Records provided:
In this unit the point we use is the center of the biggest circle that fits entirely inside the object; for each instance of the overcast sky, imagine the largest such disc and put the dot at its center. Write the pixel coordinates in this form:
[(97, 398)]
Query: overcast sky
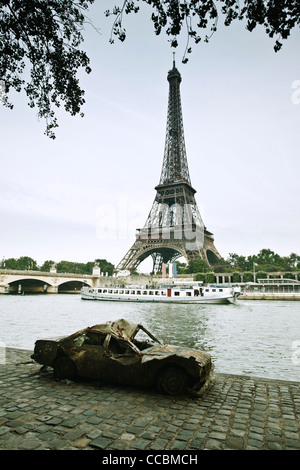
[(82, 196)]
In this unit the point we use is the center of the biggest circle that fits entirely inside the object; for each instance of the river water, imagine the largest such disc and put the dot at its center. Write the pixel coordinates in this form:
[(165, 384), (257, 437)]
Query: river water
[(256, 338)]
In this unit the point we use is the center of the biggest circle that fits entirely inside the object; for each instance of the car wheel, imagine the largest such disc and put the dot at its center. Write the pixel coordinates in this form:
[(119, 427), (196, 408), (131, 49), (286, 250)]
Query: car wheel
[(172, 381), (64, 368)]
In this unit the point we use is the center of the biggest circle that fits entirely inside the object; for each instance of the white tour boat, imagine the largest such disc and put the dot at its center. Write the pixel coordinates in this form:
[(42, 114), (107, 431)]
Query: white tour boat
[(215, 294)]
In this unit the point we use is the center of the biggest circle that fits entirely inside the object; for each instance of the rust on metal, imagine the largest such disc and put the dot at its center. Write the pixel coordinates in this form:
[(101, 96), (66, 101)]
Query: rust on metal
[(112, 352)]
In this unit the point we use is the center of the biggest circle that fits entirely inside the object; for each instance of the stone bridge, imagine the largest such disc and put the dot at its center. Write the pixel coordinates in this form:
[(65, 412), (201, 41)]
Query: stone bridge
[(12, 281)]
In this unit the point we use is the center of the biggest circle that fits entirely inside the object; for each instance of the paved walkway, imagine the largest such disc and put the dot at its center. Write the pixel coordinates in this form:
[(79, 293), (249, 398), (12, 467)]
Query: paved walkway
[(237, 412)]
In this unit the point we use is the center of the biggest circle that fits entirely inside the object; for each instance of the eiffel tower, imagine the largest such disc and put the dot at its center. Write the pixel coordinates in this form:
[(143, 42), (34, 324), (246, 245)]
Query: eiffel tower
[(174, 227)]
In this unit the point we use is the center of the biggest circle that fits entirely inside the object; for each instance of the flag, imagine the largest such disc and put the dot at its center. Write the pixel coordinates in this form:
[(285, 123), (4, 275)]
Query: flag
[(175, 270)]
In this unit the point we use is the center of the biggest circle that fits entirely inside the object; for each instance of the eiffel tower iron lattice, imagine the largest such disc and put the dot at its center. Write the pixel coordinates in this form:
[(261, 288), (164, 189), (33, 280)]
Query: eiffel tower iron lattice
[(174, 227)]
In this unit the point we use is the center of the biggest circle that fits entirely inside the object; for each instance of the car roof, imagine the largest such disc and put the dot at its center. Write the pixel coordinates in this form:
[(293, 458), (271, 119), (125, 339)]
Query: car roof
[(120, 329)]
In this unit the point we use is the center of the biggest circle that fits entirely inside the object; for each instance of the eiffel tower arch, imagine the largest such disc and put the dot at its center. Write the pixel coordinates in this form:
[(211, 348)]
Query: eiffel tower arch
[(174, 227)]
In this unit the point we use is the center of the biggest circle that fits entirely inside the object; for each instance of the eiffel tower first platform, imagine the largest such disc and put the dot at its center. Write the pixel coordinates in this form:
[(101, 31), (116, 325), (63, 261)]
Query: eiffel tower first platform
[(174, 226)]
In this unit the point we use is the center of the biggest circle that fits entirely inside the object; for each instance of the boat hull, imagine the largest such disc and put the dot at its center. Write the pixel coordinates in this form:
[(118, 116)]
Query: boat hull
[(115, 298)]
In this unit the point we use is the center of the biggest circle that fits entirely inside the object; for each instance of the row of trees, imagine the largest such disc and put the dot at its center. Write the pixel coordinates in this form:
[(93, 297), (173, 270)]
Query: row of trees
[(41, 54), (27, 263), (265, 261)]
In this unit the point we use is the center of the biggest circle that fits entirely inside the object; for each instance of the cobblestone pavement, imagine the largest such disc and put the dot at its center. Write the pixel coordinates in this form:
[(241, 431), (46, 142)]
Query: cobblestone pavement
[(236, 412)]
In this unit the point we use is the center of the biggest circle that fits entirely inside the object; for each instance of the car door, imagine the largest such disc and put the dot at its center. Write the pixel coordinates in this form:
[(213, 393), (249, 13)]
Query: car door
[(88, 357)]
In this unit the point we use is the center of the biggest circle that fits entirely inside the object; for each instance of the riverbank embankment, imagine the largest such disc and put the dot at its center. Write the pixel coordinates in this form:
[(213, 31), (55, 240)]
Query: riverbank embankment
[(237, 412)]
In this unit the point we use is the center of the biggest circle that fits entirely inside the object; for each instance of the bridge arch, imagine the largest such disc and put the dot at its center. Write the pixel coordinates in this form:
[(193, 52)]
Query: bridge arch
[(23, 285), (72, 285)]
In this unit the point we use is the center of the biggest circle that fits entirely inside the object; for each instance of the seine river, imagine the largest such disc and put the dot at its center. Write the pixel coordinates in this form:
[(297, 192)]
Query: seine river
[(256, 338)]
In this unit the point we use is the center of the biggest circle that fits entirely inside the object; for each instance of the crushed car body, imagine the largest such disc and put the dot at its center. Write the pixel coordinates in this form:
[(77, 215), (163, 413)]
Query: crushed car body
[(112, 353)]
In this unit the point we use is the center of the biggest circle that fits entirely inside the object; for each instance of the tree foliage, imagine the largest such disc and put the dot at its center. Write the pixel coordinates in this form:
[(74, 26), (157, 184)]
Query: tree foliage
[(199, 18), (39, 52), (40, 40)]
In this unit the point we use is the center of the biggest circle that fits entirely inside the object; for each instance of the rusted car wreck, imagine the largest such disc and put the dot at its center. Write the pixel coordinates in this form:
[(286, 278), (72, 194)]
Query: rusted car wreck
[(112, 353)]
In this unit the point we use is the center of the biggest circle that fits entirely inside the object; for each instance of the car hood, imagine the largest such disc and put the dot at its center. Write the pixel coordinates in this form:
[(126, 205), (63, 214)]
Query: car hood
[(162, 351)]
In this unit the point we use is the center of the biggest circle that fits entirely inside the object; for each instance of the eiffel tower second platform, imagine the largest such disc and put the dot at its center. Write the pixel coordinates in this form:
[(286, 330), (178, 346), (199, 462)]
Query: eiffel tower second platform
[(174, 227)]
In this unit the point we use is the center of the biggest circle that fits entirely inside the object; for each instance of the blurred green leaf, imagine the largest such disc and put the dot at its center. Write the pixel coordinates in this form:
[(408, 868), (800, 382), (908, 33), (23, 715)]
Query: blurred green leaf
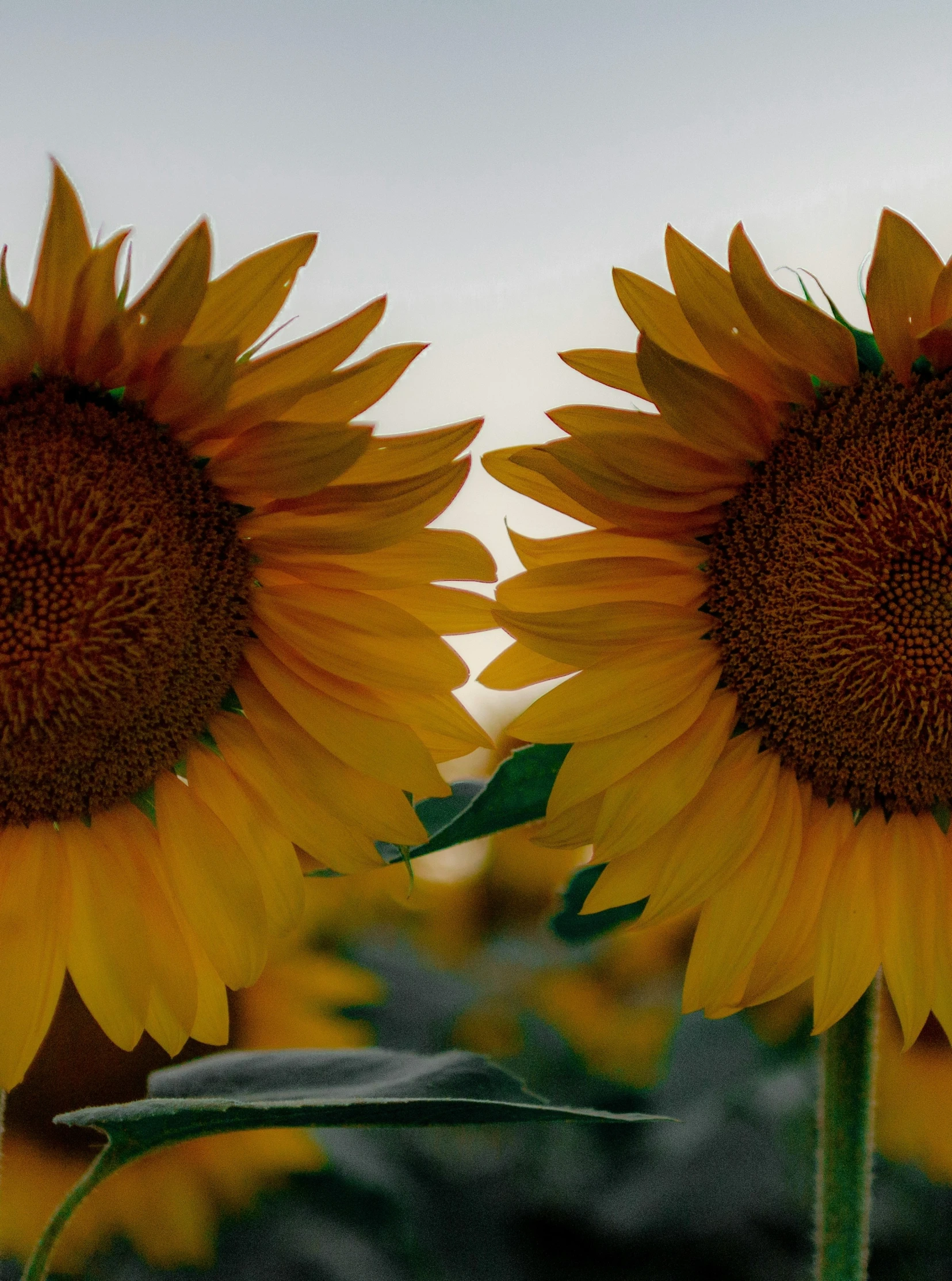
[(571, 927), (263, 1089), (515, 795)]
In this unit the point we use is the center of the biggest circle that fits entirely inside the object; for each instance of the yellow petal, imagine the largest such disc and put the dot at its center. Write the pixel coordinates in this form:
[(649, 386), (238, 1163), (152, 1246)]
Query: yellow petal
[(243, 303), (429, 555), (20, 340), (645, 801), (308, 359), (614, 499), (448, 610), (787, 956), (710, 303), (104, 952), (590, 633), (910, 887), (798, 332), (213, 882), (617, 369), (657, 314), (572, 828), (34, 927), (396, 458), (850, 940), (509, 468), (192, 382), (518, 666), (172, 1004), (377, 809), (361, 638), (618, 693), (160, 317), (736, 920), (903, 276), (709, 411), (292, 809), (621, 487), (942, 1004), (332, 398), (355, 388), (598, 543), (646, 449), (355, 518), (382, 749), (591, 768), (271, 855), (288, 460), (941, 305), (63, 251), (212, 1016)]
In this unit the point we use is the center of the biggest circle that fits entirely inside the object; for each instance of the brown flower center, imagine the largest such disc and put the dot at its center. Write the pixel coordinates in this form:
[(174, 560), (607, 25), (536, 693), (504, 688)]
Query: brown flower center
[(832, 594), (123, 601)]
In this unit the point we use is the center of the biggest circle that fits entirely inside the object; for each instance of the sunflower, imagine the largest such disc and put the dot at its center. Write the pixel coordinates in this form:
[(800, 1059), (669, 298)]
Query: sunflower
[(758, 627), (208, 573), (168, 1204)]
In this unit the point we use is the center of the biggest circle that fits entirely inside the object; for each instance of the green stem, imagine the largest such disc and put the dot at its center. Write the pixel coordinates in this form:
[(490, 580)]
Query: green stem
[(102, 1167), (845, 1142), (3, 1112)]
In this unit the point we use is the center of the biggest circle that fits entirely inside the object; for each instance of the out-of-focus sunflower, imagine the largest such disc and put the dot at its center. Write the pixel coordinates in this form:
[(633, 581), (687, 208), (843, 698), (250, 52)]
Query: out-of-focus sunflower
[(167, 1204), (913, 1092), (208, 571), (759, 627)]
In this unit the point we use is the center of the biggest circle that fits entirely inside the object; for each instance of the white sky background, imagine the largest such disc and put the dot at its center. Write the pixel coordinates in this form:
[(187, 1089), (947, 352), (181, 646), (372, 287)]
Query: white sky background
[(483, 163)]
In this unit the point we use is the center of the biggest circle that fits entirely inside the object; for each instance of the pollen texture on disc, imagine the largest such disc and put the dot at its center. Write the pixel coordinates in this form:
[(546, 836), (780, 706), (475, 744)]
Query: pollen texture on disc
[(123, 601), (832, 594)]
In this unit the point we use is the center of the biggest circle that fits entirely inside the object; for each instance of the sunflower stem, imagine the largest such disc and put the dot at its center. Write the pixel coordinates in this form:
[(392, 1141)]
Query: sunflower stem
[(845, 1142), (3, 1114), (39, 1263)]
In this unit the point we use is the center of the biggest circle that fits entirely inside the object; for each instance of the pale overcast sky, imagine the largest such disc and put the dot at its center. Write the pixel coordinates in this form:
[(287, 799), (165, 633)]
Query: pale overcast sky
[(485, 163)]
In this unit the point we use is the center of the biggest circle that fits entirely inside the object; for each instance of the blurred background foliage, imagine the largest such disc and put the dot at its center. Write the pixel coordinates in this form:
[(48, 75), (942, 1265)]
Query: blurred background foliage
[(465, 957)]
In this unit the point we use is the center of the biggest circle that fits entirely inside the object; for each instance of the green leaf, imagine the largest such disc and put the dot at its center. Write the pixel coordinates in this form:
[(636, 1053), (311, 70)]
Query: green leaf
[(515, 795), (263, 1089), (571, 927), (231, 704), (145, 801)]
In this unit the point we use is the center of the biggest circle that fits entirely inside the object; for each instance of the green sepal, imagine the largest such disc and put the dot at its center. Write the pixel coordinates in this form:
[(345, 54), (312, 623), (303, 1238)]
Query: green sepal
[(262, 1089), (571, 927), (517, 794), (231, 704), (145, 801), (208, 739)]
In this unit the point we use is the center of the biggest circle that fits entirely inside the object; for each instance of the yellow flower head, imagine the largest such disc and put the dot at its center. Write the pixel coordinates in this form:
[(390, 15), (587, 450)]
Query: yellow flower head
[(760, 626), (167, 1204), (208, 573)]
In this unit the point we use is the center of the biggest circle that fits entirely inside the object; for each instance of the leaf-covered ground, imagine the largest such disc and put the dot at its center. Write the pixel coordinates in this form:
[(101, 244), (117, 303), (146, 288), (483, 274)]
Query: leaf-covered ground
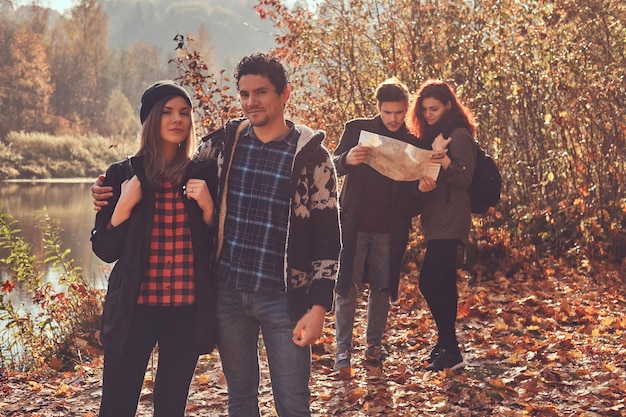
[(548, 341)]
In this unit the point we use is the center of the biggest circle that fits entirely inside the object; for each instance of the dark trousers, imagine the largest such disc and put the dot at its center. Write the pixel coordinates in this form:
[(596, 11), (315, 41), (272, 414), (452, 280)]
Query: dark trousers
[(438, 285), (173, 328)]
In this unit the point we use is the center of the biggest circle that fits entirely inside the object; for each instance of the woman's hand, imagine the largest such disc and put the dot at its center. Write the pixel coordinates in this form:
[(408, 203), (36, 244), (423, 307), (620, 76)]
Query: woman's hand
[(196, 189), (440, 144), (358, 155), (427, 184)]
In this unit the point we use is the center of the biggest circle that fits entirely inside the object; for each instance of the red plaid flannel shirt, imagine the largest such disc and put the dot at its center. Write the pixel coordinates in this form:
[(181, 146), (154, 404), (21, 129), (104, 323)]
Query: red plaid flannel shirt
[(169, 278)]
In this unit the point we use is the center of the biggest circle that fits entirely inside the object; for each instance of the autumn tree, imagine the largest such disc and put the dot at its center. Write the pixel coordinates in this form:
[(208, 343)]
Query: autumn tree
[(545, 78), (25, 74), (80, 63)]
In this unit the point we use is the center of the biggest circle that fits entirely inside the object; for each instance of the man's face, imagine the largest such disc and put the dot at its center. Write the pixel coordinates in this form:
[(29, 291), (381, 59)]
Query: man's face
[(260, 102), (393, 113)]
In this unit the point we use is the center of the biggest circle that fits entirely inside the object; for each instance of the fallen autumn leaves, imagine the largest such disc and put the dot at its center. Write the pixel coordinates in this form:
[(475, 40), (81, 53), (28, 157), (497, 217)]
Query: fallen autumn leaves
[(546, 342)]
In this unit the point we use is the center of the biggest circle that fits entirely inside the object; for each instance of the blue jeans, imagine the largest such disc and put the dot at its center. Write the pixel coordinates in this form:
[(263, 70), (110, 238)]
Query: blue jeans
[(372, 252), (240, 316)]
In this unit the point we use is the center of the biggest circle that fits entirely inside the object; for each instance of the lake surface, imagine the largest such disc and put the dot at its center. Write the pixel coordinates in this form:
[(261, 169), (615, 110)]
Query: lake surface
[(68, 201)]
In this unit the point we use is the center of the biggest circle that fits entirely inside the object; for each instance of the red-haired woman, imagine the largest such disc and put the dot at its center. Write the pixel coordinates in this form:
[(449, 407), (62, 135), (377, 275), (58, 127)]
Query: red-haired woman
[(437, 117)]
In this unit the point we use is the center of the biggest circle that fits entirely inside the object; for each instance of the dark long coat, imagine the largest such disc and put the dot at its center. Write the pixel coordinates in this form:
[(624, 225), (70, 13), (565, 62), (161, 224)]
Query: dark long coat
[(358, 183), (129, 245)]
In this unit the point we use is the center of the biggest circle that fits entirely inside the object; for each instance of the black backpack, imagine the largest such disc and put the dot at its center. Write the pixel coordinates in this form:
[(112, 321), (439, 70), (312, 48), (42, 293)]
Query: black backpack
[(486, 183)]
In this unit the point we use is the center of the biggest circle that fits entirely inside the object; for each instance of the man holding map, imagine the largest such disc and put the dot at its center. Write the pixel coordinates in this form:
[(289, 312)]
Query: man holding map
[(384, 175)]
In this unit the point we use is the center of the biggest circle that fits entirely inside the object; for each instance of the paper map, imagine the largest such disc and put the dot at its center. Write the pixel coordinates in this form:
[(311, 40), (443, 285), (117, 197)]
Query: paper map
[(398, 160)]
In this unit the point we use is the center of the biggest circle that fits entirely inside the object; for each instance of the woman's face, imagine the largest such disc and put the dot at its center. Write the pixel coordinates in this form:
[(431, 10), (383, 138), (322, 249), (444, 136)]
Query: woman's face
[(175, 121), (433, 110)]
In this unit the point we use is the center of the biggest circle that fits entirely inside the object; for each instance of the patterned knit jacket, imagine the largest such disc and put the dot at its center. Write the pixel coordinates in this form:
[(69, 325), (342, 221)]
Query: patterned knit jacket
[(313, 240)]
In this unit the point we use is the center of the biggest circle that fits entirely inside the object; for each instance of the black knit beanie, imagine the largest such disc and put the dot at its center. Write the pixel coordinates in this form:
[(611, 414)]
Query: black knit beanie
[(157, 91)]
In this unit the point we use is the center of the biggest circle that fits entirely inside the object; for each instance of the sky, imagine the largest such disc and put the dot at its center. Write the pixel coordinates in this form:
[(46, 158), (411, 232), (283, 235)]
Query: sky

Problem statement:
Please restate the lines above exactly, starting at the first line of the data and stopping at the line containing "car wheel, imagine", which is included. Omit pictures.

Exercise output:
In this unit the point we use is the center of the biggest circle that fits entirely inside the object; for each instance of the overcast sky, imagine the largest such disc and put the dot at its center. Write the pixel coordinates in this form:
[(97, 398)]
Query: overcast sky
[(82, 196)]
In this unit the point we use is the center of the biggest circle that fits entirely inside the object; for each instance of the river water, imagine the largest such disc and put the dot at its center. Write the pixel coordinates in this form:
[(165, 384), (257, 437)]
Query: river water
[(256, 338)]
In this unit the point we use is the center of the biggest circle that fits entirely inside the object; for each instance of the car wheel, imagine the largest such disc and put the dot at its center. Write the pixel coordinates in this form:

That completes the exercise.